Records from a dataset

<<<<

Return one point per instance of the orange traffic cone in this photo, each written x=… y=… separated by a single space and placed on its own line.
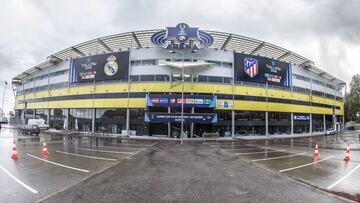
x=316 y=153
x=347 y=154
x=14 y=154
x=45 y=152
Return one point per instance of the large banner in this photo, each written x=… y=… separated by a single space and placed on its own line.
x=251 y=68
x=176 y=118
x=112 y=66
x=204 y=101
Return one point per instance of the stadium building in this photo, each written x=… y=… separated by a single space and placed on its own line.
x=151 y=82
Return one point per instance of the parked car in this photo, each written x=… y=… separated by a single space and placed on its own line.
x=41 y=123
x=330 y=131
x=30 y=130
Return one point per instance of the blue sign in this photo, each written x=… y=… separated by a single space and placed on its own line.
x=176 y=118
x=179 y=37
x=301 y=118
x=176 y=101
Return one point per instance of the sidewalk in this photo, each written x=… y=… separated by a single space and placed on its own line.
x=284 y=136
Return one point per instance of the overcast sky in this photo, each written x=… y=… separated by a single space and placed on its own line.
x=325 y=31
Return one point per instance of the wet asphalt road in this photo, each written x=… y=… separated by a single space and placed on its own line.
x=69 y=163
x=195 y=172
x=113 y=170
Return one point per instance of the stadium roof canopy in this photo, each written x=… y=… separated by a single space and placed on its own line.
x=141 y=39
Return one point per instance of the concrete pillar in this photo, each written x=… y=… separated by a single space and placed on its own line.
x=233 y=123
x=267 y=123
x=127 y=121
x=310 y=129
x=48 y=117
x=324 y=120
x=192 y=124
x=67 y=118
x=22 y=117
x=93 y=121
x=292 y=123
x=169 y=124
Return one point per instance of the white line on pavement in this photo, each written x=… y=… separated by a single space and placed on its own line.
x=289 y=169
x=126 y=148
x=245 y=149
x=19 y=181
x=279 y=157
x=113 y=152
x=57 y=164
x=343 y=178
x=90 y=157
x=260 y=152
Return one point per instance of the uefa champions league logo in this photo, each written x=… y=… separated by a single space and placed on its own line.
x=182 y=36
x=111 y=67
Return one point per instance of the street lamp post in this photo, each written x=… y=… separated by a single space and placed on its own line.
x=182 y=94
x=182 y=99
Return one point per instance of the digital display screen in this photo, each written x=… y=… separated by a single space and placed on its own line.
x=111 y=66
x=258 y=69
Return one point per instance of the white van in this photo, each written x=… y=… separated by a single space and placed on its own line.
x=41 y=123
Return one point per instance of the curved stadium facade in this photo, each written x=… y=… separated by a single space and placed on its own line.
x=133 y=83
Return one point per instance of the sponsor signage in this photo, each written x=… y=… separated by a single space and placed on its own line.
x=176 y=118
x=112 y=66
x=208 y=101
x=301 y=118
x=226 y=104
x=182 y=36
x=258 y=69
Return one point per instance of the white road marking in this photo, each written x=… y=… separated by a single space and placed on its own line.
x=90 y=157
x=289 y=169
x=126 y=148
x=97 y=150
x=250 y=149
x=279 y=157
x=57 y=164
x=19 y=181
x=343 y=178
x=261 y=152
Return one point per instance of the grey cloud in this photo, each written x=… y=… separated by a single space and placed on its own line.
x=321 y=30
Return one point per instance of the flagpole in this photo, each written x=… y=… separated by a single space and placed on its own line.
x=2 y=105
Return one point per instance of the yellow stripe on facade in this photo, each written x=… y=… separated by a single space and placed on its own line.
x=168 y=87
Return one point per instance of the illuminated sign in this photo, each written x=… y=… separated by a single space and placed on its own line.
x=208 y=101
x=176 y=118
x=182 y=36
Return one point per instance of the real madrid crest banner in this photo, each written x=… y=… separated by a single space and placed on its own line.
x=111 y=66
x=249 y=68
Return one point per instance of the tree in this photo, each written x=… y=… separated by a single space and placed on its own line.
x=352 y=102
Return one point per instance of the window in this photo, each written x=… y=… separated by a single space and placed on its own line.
x=135 y=78
x=149 y=62
x=162 y=78
x=147 y=78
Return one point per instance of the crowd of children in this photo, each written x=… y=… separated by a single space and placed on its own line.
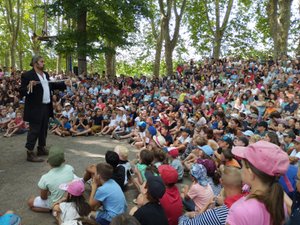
x=231 y=127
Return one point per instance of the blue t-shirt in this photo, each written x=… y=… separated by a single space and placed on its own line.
x=112 y=198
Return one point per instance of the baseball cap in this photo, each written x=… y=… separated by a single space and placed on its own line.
x=248 y=133
x=191 y=120
x=168 y=174
x=227 y=139
x=56 y=156
x=209 y=164
x=174 y=153
x=263 y=124
x=253 y=115
x=155 y=185
x=207 y=150
x=142 y=124
x=120 y=108
x=265 y=156
x=75 y=187
x=187 y=130
x=10 y=219
x=152 y=130
x=290 y=134
x=199 y=172
x=159 y=140
x=297 y=139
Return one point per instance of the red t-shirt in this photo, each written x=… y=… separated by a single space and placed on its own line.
x=230 y=200
x=172 y=205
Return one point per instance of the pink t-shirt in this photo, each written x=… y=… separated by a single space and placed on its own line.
x=248 y=212
x=200 y=195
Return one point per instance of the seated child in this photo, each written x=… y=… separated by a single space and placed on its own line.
x=10 y=218
x=74 y=206
x=122 y=151
x=64 y=128
x=81 y=126
x=112 y=158
x=59 y=173
x=106 y=193
x=16 y=125
x=200 y=193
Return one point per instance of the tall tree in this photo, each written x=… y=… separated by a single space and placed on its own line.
x=279 y=18
x=207 y=25
x=170 y=40
x=13 y=15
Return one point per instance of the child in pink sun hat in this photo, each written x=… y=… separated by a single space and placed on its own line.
x=262 y=164
x=74 y=206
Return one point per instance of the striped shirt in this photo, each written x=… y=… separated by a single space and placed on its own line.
x=215 y=216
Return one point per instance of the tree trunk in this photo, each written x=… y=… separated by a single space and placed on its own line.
x=169 y=60
x=217 y=46
x=58 y=61
x=20 y=53
x=13 y=54
x=82 y=40
x=158 y=47
x=279 y=18
x=110 y=63
x=170 y=43
x=6 y=59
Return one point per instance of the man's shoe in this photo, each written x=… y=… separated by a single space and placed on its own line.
x=42 y=151
x=31 y=157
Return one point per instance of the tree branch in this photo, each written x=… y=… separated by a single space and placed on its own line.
x=226 y=18
x=207 y=17
x=161 y=7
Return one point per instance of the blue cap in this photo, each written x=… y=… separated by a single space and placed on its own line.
x=207 y=150
x=199 y=172
x=152 y=130
x=10 y=219
x=142 y=124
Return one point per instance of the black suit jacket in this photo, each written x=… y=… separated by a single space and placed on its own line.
x=34 y=100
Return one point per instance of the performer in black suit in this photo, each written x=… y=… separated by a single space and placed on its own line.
x=36 y=87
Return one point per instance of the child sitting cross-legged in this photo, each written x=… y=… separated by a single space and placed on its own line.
x=16 y=125
x=106 y=193
x=74 y=207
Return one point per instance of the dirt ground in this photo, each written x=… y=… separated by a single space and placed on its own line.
x=19 y=178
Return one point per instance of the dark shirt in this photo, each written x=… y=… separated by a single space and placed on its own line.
x=119 y=176
x=151 y=214
x=291 y=107
x=97 y=120
x=295 y=215
x=85 y=122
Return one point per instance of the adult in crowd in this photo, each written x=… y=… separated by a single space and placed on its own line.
x=35 y=86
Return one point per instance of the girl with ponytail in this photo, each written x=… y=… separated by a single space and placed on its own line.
x=262 y=165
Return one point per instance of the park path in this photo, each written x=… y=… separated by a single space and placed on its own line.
x=19 y=178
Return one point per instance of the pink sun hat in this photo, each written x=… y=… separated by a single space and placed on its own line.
x=75 y=187
x=265 y=156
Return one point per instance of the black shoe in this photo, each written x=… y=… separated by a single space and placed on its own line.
x=42 y=151
x=31 y=157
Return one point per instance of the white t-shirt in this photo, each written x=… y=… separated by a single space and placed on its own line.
x=46 y=89
x=69 y=213
x=294 y=153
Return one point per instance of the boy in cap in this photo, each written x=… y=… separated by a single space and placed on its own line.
x=262 y=128
x=59 y=173
x=294 y=156
x=172 y=195
x=181 y=142
x=200 y=192
x=151 y=212
x=106 y=193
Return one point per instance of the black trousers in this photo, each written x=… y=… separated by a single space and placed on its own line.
x=38 y=131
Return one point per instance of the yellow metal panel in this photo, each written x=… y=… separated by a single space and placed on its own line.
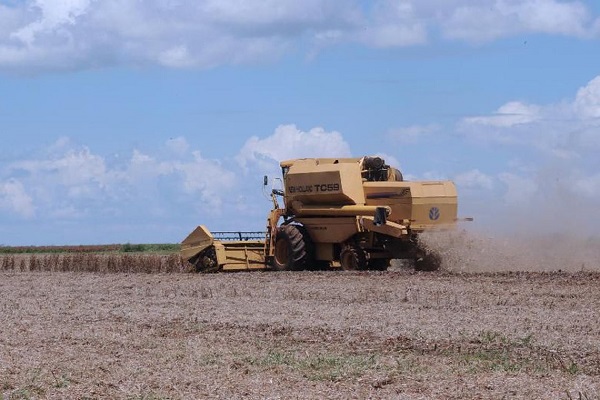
x=243 y=255
x=330 y=230
x=195 y=242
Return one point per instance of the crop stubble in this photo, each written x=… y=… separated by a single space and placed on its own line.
x=299 y=335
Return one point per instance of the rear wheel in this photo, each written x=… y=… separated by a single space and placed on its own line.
x=379 y=264
x=206 y=262
x=292 y=249
x=353 y=258
x=427 y=261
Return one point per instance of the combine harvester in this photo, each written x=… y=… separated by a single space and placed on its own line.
x=353 y=213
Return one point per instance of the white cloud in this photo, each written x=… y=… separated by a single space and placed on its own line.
x=78 y=169
x=508 y=115
x=492 y=19
x=564 y=129
x=394 y=24
x=474 y=179
x=413 y=133
x=70 y=181
x=288 y=142
x=14 y=199
x=520 y=190
x=77 y=34
x=587 y=101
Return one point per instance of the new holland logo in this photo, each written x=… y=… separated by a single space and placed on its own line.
x=434 y=213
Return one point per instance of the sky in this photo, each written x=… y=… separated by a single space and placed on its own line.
x=134 y=121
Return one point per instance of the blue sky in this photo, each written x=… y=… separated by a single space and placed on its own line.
x=135 y=121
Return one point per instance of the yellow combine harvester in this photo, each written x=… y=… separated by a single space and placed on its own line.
x=353 y=213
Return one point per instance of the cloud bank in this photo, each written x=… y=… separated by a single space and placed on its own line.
x=41 y=35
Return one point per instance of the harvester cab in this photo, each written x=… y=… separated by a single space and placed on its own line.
x=352 y=213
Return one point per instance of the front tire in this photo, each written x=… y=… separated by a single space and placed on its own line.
x=292 y=249
x=353 y=258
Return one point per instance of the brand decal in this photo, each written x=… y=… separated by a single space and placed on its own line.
x=434 y=213
x=318 y=188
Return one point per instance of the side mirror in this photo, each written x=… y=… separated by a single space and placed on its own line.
x=380 y=216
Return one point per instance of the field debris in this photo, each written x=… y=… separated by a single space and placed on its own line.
x=338 y=335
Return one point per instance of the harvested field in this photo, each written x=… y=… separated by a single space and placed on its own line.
x=342 y=335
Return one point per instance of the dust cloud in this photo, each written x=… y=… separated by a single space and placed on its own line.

>>>>

■ **Exercise aim**:
Please copy the lines in the records above unchanged, beginning with the line that contains "Return one point per instance of the pink sun" and continuing through the line that contains "x=294 y=153".

■ **Reply**:
Return one point per instance of the pink sun hat in this photo, each written x=… y=… separated by a single space and placed on its own line.
x=75 y=187
x=265 y=156
Return one point per instance of the black shoe in this photo, each written x=… y=… separated by a single space and placed on its own line.
x=42 y=151
x=31 y=157
Return one point per instance of the white t-shirt in this photo, each written x=… y=… separated by a single space and placed on its own line.
x=46 y=89
x=69 y=213
x=294 y=153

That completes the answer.